Competition regulator the Australian Competition and Consumer Commission (ACCC) has raised what it calls “significant preliminary competition concerns” with Cochlear’s (ASX:COH) proposed $170 million acquisition of Oticon Medical in a statement of issues published yesterday.
The Commission said in a statement yesterday that Cochlear and Oticon Medical manufacture and supply non-surgical bone conduction devices, surgical bone anchored devices, and cochlear implant hearing devices.
“These devices are used to treat more advanced hearing loss that typically cannot be managed by hearing aids.
“There are few suppliers of these devices globally. In Australia, Cochlear and Oticon Medical are two of only three suppliers of non-surgical bone conduction and bone anchored devices, and two of only four suppliers of cochlear implants.
“The ACCC is concerned the proposed acquisition would substantially lessen competition in already highly concentrated markets, which may lead to higher prices, reduced service levels and reduced innovation.”
“Cochlear is by far the largest supplier of surgical bone anchored devices and cochlear implants in Australia. It is also an important supplier of non-surgical bone conduction devices,” ACCC Chair Gina Cass Gottlieb said.
“Although Oticon Medical has a much smaller presence in Australia, we have significant concerns that the proposed acquisition will remove one of Cochlear’s few competitors in the supply of these three types of hearing devices in Australia.”
“These devices are critically important in providing choice to consumers with hearing loss about the way they manage their hearing needs,” Ms Cass-Gottlieb said.
“Market feedback has indicated that demand for these devices is likely to increase and so it is important to ensure acquisitions in this market do not lead to higher prices or reduced innovation over time.”
The ACCC is also concerned about the impact of the proposed acquisition on incentives to innovate.
Decisions to invest in innovation take into account a range of factors at the global level. If incentives to innovate are reduced with the removal of competition from Oticon Medical, it will have a significant negative impact on Australian consumers.
The ACCC is also considering the likelihood of other suppliers of non-surgical bone conduction devices, surgical bone anchored devices and cochlear implants entering or expanding in Australia.
“Market feedback indicates brand awareness is important to the clinicians and surgeons that recommend these devices to Australian patients. In addition to significant technical and regulatory barriers, new entrants would need to overcome clinicians’ reluctance to switch to new or unknown providers,” Ms Cass-Gottlieb said.
==========
Task prompt:
In one to three sentences, explain why Ms Cass-Gottlieb says it is important that acquisitions in this market do not lead to higher prices or reduced innovation, according to the article on Cochlear's proposed purchase of Oticon Medical.

Data extracted from a collection
==========
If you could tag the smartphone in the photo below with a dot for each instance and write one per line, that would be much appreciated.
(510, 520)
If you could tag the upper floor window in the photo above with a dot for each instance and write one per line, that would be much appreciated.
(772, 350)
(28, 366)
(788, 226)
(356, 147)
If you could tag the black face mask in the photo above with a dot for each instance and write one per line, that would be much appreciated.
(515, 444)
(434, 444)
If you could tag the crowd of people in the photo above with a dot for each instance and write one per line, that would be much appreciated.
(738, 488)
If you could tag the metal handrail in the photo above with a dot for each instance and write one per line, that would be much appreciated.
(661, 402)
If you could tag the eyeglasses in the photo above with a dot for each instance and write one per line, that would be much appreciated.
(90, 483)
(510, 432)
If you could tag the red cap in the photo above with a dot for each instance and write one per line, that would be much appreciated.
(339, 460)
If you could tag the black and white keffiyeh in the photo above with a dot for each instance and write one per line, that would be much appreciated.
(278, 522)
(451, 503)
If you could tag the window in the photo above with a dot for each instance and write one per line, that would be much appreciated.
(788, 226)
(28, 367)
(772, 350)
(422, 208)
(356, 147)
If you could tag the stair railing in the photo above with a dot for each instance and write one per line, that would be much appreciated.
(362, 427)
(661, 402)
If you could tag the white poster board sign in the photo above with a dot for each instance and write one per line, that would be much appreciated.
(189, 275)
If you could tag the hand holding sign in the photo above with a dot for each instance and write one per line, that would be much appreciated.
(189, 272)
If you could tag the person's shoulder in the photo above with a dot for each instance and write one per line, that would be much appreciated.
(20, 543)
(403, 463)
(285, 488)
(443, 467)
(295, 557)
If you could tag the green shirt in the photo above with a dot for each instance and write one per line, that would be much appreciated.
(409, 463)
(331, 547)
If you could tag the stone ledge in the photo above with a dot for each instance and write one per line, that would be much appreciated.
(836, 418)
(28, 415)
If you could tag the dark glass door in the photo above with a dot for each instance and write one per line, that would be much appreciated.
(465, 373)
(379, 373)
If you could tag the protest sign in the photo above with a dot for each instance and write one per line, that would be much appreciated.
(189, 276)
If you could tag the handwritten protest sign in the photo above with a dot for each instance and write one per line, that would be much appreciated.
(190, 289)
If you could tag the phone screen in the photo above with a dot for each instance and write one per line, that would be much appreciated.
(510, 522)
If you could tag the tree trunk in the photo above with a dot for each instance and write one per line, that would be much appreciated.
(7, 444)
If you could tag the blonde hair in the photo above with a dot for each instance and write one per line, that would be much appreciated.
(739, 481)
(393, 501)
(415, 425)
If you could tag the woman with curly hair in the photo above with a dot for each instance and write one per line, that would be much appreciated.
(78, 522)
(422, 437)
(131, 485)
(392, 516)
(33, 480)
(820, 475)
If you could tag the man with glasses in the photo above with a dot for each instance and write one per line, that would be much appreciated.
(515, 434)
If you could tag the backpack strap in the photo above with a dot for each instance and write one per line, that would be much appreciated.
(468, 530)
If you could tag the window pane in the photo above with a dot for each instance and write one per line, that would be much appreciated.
==========
Exercise output:
She says it is important because market feedback has indicated that demand for these hearing devices is likely to increase.